+++ Supplied passage +++
Take time to enjoy the little things...

Dec 30, 2010 12:10

While getting ready for my dental appointment yesterday, I started thinking about how things have turned out for me this year.  Great new job, fantastic supervisors and employer, new house, actually got to spend the holidays with my gf for the first time (semi long story, will be revealed in another post) and no arguments with  family members, wow great time.

That is when I realized what I am missing, being able to take care of myself.  Something as simple as taking a complete shower, getting dressed or tying my shoes. hell even wiping after going to the bathroom makes me have to concentrate on what I am doing and think about I am doing and how I am going to do it.

I can deal with not being able to bend my knee, walk or drive, been there before.  Even the scars I can live with, have a collection that just wants to continue to grow.

When I broke my hand back in 1991, that was no big deal.  I didn't feel much pain unless pressure was applied.  I was still able to be active and useful.  A dislocated wrist puts one hellofa damper on things.  It feels like I can't do anything for myself.  It is amazing how often you use your off hand for simple, mundane tasks until it is taken from you.

I am grateful for my girlfriend being here and giving me a lending hand when I need it.  Would rather have her wash my ass or dress me then family members, and I can't afford to have a nurse come over.  I do know that a few of my friends wouldn't mind giving me a hand on occasion but I couldn't impose in them like this, at least not all the time.  Besides most of my friends that wouldn't mind helping would much rather help me get out of my clothes then get into them, damn horny bastards.

That's another thing that sucks, sex is damn near impossible except for a few simple positions and I'm pretty sure that Liz (gf) is getting tired of screwing a paraplegic.  But the upside is that for a change I don't have to be the one that is mostly active. ;>  The other night we spent about an hour or so looking on the internet for positions that we could do with my knee locked into a brace and a hand that doesn't work.

The worst part about not having the use of my left hand is that it could have been fixed in the ER, but instead. the staff decided to belittle me because I wasn't complaining about my broken knee at all.  I guess the disfigurement and swelling is all in my head.  The sad part is, this is not my first dealing with this hospital, and both times it was substandard service.  Hopefully I will no longer need their services but if I do end up going to the hospital again, I request to be taken somewhere else besides University.
+++
| Exercise instructions |
**a.** According to the blog post about enjoying the little things, in what year did the writer break a hand?
**b.** Reproduce the blog post word for word, everything from "The worst part" down to "else besides University.".
Rely on the blog post alone.
+++ Dataset entries +++
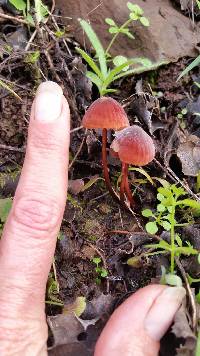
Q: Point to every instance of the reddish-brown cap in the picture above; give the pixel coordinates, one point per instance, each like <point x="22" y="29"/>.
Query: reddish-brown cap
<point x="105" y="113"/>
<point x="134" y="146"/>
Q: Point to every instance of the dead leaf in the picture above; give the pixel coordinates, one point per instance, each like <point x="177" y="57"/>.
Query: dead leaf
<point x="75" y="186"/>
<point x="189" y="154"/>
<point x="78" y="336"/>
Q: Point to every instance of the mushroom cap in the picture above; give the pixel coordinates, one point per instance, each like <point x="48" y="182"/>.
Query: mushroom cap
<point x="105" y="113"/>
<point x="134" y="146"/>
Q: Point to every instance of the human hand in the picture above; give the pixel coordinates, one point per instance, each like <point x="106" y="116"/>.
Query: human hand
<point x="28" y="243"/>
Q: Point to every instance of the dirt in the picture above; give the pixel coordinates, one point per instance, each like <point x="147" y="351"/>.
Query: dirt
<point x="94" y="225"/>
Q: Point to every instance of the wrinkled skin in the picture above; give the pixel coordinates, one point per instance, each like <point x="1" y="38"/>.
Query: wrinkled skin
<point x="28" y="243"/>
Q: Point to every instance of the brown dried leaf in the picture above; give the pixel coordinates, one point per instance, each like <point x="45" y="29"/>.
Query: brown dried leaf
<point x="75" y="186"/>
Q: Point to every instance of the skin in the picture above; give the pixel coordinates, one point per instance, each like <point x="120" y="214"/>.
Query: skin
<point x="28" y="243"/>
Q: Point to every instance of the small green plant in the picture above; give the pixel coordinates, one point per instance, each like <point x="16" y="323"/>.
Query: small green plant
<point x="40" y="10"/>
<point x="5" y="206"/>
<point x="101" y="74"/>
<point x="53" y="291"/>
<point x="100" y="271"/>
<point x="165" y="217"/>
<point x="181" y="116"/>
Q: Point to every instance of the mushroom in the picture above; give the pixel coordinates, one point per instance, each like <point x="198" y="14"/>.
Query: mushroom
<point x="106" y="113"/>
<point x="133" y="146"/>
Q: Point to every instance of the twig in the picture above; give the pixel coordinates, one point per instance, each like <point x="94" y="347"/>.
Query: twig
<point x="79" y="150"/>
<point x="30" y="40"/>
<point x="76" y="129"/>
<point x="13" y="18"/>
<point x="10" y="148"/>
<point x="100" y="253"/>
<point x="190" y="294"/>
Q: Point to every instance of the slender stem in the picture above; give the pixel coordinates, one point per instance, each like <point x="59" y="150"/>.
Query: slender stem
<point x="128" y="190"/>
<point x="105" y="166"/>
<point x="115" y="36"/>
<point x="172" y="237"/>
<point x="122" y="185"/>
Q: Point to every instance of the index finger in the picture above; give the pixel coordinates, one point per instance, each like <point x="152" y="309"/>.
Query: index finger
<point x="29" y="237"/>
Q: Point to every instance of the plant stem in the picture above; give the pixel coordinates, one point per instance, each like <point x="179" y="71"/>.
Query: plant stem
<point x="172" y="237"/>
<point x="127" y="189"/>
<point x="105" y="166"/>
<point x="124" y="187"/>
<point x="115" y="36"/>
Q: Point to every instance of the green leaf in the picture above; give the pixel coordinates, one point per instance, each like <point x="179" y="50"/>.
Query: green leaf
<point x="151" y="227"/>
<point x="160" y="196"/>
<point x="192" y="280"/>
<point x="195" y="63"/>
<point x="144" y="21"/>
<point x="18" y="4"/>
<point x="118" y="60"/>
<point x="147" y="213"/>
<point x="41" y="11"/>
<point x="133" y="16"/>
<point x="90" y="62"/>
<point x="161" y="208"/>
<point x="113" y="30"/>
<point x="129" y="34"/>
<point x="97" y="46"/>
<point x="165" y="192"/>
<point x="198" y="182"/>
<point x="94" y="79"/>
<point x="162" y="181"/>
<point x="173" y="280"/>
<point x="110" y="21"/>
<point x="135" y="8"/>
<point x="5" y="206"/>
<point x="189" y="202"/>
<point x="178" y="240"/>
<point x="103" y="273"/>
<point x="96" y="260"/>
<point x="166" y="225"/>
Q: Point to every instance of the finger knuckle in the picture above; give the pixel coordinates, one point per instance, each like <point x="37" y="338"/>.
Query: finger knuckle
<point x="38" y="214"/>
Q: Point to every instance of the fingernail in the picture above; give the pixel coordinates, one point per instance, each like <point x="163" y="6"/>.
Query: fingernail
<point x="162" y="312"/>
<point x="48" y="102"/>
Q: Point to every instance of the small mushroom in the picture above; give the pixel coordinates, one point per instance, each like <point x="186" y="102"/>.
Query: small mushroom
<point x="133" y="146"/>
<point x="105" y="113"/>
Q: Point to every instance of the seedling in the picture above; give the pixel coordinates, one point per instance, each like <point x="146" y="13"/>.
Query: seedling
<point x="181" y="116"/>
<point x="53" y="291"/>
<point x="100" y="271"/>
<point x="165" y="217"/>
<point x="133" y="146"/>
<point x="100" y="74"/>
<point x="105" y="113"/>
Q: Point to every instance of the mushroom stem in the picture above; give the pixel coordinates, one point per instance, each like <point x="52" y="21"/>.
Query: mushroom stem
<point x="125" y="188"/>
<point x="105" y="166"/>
+++
| Solutions per task |
**a.** 1991

**b.**
The worst part about not having the use of my left hand is that it could have been fixed in the ER, but instead. the staff decided to belittle me because I wasn't complaining about my broken knee at all.  I guess the disfigurement and swelling is all in my head.  The sad part is, this is not my first dealing with this hospital, and both times it was substandard service.  Hopefully I will no longer need their services but if I do end up going to the hospital again, I request to be taken somewhere else besides University.